(Saved entries)
######
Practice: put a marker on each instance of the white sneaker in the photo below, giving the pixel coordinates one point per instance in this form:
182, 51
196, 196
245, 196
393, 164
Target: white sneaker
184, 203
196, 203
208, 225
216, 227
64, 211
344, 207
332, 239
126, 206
######
Go through the entries above and restate each one exactly.

Practice: put a marker on each instance of the white sneaker in the photo below, giving the pixel coordinates one point per instance in this form:
182, 51
196, 196
245, 196
393, 164
Target: white sneaker
184, 203
196, 203
208, 225
216, 227
64, 211
344, 207
332, 239
126, 206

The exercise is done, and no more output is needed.